EXERCISE PROMPT
Reproduce each of the following lines verbatim.

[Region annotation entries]

<<<<

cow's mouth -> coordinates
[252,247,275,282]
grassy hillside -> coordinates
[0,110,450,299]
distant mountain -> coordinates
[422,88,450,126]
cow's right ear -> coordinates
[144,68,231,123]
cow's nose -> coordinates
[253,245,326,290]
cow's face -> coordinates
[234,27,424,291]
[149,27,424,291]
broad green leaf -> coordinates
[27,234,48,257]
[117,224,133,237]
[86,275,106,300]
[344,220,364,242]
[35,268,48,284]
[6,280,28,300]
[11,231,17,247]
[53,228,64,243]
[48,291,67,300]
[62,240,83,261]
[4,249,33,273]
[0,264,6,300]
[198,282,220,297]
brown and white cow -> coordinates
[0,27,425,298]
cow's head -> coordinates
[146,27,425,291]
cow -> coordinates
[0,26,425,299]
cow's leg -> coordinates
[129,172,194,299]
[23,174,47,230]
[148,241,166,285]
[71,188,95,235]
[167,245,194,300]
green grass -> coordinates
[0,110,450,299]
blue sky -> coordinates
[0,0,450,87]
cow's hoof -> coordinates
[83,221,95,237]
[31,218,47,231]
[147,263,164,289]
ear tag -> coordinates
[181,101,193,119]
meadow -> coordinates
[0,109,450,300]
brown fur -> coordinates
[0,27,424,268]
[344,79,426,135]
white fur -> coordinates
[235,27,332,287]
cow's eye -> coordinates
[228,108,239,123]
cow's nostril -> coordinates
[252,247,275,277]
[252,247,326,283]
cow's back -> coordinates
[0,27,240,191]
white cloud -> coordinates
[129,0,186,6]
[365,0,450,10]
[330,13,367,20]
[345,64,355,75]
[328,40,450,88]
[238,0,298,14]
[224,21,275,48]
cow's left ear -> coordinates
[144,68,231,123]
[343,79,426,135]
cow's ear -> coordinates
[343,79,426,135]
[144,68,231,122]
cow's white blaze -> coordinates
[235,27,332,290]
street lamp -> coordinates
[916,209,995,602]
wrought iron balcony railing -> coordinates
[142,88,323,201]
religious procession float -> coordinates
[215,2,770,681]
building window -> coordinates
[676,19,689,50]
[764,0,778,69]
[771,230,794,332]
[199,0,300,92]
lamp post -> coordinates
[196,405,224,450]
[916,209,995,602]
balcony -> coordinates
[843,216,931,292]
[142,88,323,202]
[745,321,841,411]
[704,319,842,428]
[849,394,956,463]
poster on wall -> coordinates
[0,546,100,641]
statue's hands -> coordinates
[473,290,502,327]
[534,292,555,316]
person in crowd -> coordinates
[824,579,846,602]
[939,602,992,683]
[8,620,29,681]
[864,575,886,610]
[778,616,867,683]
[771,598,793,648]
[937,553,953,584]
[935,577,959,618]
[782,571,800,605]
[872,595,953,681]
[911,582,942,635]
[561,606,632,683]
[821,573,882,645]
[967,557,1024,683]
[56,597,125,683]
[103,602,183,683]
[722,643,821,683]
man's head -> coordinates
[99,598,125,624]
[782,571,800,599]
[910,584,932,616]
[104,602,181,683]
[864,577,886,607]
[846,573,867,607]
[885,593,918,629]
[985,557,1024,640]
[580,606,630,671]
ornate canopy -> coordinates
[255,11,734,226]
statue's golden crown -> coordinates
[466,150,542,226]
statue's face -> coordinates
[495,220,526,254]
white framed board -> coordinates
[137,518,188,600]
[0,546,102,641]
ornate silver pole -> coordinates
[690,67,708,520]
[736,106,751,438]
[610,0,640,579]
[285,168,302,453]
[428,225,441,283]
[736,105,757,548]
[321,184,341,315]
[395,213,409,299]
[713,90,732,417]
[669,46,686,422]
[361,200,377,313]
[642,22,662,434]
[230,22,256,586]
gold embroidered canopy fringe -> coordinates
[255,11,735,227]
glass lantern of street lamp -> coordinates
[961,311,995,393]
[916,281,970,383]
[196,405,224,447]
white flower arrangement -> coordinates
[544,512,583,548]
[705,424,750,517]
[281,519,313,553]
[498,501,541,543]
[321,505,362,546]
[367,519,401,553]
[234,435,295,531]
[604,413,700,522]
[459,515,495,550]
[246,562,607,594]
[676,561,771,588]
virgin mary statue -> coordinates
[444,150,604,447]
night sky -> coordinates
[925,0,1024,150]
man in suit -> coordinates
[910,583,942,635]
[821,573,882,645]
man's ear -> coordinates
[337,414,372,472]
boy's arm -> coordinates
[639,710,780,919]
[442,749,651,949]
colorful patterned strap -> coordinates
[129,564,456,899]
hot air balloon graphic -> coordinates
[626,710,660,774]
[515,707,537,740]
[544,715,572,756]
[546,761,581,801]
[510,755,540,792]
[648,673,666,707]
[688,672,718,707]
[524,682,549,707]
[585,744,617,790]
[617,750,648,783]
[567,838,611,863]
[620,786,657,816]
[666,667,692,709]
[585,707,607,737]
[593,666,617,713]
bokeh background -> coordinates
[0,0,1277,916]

>>>>

TASK ANSWER
cow's mouth -> coordinates
[252,247,275,282]
grassy hillside -> coordinates
[0,110,450,299]
distant mountain -> coordinates
[422,88,450,126]
cow's right ear -> coordinates
[144,68,231,123]
cow's nose -> coordinates
[253,245,326,290]
cow's face -> coordinates
[234,27,424,291]
[149,27,424,291]
broad green leaf -> coordinates
[27,234,48,257]
[117,224,133,237]
[86,275,106,300]
[344,220,364,242]
[35,268,48,284]
[6,280,28,300]
[11,231,17,247]
[53,228,64,243]
[48,291,67,300]
[62,240,83,261]
[4,249,33,273]
[0,264,6,300]
[198,282,220,297]
brown and white cow -> coordinates
[0,27,425,298]
cow's head -> coordinates
[146,27,425,291]
cow -> coordinates
[0,26,425,299]
cow's leg -> coordinates
[129,172,194,299]
[23,174,47,230]
[148,241,166,285]
[71,188,95,235]
[167,245,194,300]
green grass -> coordinates
[0,110,450,299]
blue sky -> coordinates
[0,0,450,87]
cow's hoof -> coordinates
[83,221,95,237]
[31,218,47,231]
[147,263,164,289]
ear tag -> coordinates
[181,101,193,119]
meadow -> coordinates
[0,109,450,300]
brown fur -> coordinates
[0,27,424,268]
[344,79,426,135]
white fur -> coordinates
[235,27,332,287]
cow's eye -> coordinates
[228,108,239,123]
cow's nostril -> coordinates
[252,247,275,277]
[252,247,326,283]
cow's back -> coordinates
[0,27,240,191]
white cloud -> coordinates
[129,0,186,6]
[365,0,450,10]
[330,13,367,20]
[345,64,355,75]
[328,40,450,88]
[238,0,298,14]
[224,21,275,48]
cow's left ear -> coordinates
[144,68,231,123]
[343,79,426,135]
cow's ear -> coordinates
[343,79,426,135]
[144,68,231,122]
cow's white blaze -> coordinates
[235,27,332,290]
street lamp -> coordinates
[916,209,995,602]
wrought iron balcony railing -> coordinates
[142,88,323,201]
religious procession float -> coordinates
[215,2,770,681]
building window -> coordinates
[676,19,689,50]
[764,0,778,69]
[771,230,794,332]
[199,0,300,92]
lamp post -> coordinates
[196,405,224,450]
[916,209,995,602]
balcony -> coordinates
[843,216,931,292]
[142,88,323,202]
[745,321,841,411]
[704,319,842,428]
[849,394,956,463]
poster on wall -> coordinates
[0,546,100,641]
statue's hands -> coordinates
[473,290,502,327]
[534,292,555,316]
person in crowd -> coordinates
[824,579,846,602]
[939,602,992,683]
[8,620,29,681]
[864,575,886,610]
[778,616,867,683]
[771,598,793,648]
[937,553,953,584]
[935,577,959,618]
[782,571,800,605]
[872,595,953,681]
[911,582,942,635]
[561,606,632,683]
[821,573,882,645]
[967,557,1024,683]
[56,597,125,683]
[103,602,183,683]
[722,643,821,683]
man's head -> coordinates
[99,598,125,624]
[782,571,800,599]
[910,584,932,616]
[104,602,181,683]
[864,577,886,607]
[846,573,867,607]
[885,593,918,629]
[985,557,1024,640]
[580,606,630,671]
ornate canopy -> coordinates
[255,11,734,226]
statue's golden crown -> coordinates
[466,150,542,226]
statue's face -> coordinates
[495,220,526,254]
white framed board -> coordinates
[137,518,188,600]
[0,546,102,641]
ornate silver pole -> coordinates
[690,67,708,520]
[736,106,751,438]
[610,0,640,579]
[285,168,302,453]
[428,225,441,283]
[736,105,757,548]
[321,184,341,315]
[395,213,409,299]
[713,90,732,417]
[669,46,686,422]
[361,200,377,313]
[642,22,662,434]
[230,22,256,586]
gold embroidered canopy fringe -> coordinates
[255,11,735,227]
glass lantern of street lamp -> coordinates
[961,311,995,393]
[916,281,970,383]
[196,405,224,447]
white flower arrangement -> coordinates
[544,512,583,548]
[705,424,750,517]
[281,519,313,553]
[498,501,541,543]
[321,505,362,546]
[367,519,401,553]
[234,435,295,531]
[604,413,700,522]
[459,515,495,550]
[246,562,607,594]
[676,561,771,588]
virgin mary statue -> coordinates
[444,150,604,447]
night sky -> coordinates
[925,0,1024,150]
man in suit -> coordinates
[910,583,942,635]
[821,573,882,645]
man's ear -> coordinates
[337,414,372,472]
boy's arm -> coordinates
[639,710,780,919]
[442,749,651,949]
colorful patterned strap -> coordinates
[129,564,456,899]
hot air balloon graphic -> coordinates
[626,710,660,774]
[515,707,537,740]
[544,715,572,756]
[546,761,581,801]
[510,755,540,792]
[648,673,666,707]
[688,672,718,707]
[524,682,549,707]
[585,744,617,790]
[617,750,648,783]
[567,838,611,863]
[620,786,657,816]
[666,667,692,709]
[585,707,607,737]
[593,666,617,713]
bokeh background -> coordinates
[0,0,1277,916]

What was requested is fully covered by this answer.